I think this is the Çarshi Mosque, which was built in the 1400s to celebrate the Ottoman victory in Kosovo in 1389. The area around it used to contain a bazaar and a hammam (Turkish bath), but the communists were not interested in preserving them. This is a shame because the Ottoman-era bazaar in Sarajevo is beautiful (and totally like sugar for the tourists).

This monument was unveiled around the time when Kosovo declared independence in 2008 and became the world's newest nation. I'm not sure whether I like or dislike the graffiti, but I think it probably looked more impressive when it was squeaky clean.

So those are some of the main landmarks of Pristina! There are not that many historical places because Pristina was something of a backwater until the 20th century, but the old part of town near the three mosques is pretty pleasant, with lots of shaded, winding streets. I like the lively cafes and restaurants.

By the way, I'm not sure whether to write Pristina or Prishtina in English. Pristina comes from the Serbian, which was how the word presumably entered English when Kosovo was part of Yugoslavia. (In Serbian there is a little diacritical mark called a haçek on the "s" which makes it a "sh" sound.) In Albanian, you spell it "Prishtinë," which is the indefinite form, or "Prishtina" in the definite form. The definite form is closest to how it is usually pronounced. The U.S. Embassy here still uses the old spelling, but it seems more logical to switch to the Albanian these days. Quite the linguistic conundrum!

After my long picture-taking trip I think I have finally got my bearings. I'm looking forward to wandering around more (and visiting all those cafes)!

* _ACTIVITY 1_:
Please output the stretch of the Pristina text from "By the way, I'm" through "the linguistic conundrum!" word for word.
* _ACTIVITY 2_:
Turn the paragraph of the Pristina text that begins "By the way, I'm not sure whether to write" into a short bulleted list that keeps its main facts.

* _DATA FOR REVIEW_:
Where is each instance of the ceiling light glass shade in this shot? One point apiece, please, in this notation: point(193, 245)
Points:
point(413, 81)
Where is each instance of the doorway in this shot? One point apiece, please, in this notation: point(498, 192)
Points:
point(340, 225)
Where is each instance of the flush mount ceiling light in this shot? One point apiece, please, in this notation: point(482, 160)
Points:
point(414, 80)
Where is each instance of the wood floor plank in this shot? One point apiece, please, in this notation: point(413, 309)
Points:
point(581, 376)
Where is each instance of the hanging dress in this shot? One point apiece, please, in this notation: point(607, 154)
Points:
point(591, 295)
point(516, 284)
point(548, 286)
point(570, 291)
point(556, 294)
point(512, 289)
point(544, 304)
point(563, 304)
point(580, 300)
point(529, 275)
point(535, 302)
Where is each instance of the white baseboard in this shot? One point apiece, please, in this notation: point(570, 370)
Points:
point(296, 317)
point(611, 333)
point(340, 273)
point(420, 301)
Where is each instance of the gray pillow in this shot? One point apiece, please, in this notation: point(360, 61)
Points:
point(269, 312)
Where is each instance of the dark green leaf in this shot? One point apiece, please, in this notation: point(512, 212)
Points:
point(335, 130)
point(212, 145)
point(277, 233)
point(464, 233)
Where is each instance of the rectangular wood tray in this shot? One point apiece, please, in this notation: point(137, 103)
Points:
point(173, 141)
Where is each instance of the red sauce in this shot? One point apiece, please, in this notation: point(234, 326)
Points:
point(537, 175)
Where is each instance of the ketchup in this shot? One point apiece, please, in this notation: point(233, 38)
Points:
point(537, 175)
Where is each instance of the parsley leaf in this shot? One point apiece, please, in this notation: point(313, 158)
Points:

* _TASK ANSWER 1_:
By the way, I'm not sure whether to write Pristina or Prishtina in English. Pristina comes from the Serbian, which was how the word presumably entered English when Kosovo was part of Yugoslavia. (In Serbian there is a little diacritical mark called a haçek on the "s" which makes it a "sh" sound.) In Albanian, you spell it "Prishtinë," which is the indefinite form, or "Prishtina" in the definite form. The definite form is closest to how it is usually pronounced. The U.S. Embassy here still uses the old spelling, but it seems more logical to switch to the Albanian these days. Quite the linguistic conundrum!

* _TASK ANSWER 2_:
- The writer is unsure whether to write Pristina or Prishtina in English.
- "Pristina" comes from Serbian and presumably entered English when Kosovo was part of Yugoslavia. In Serbian, a diacritical mark on the "s" gives it a "sh" sound.
- In Albanian, the spelling is "Prishtinë" in the indefinite form or "Prishtina" in the definite form. The definite form is closest to the usual pronunciation.
- The U.S. Embassy still uses the old spelling, but switching to the Albanian seems more logical now.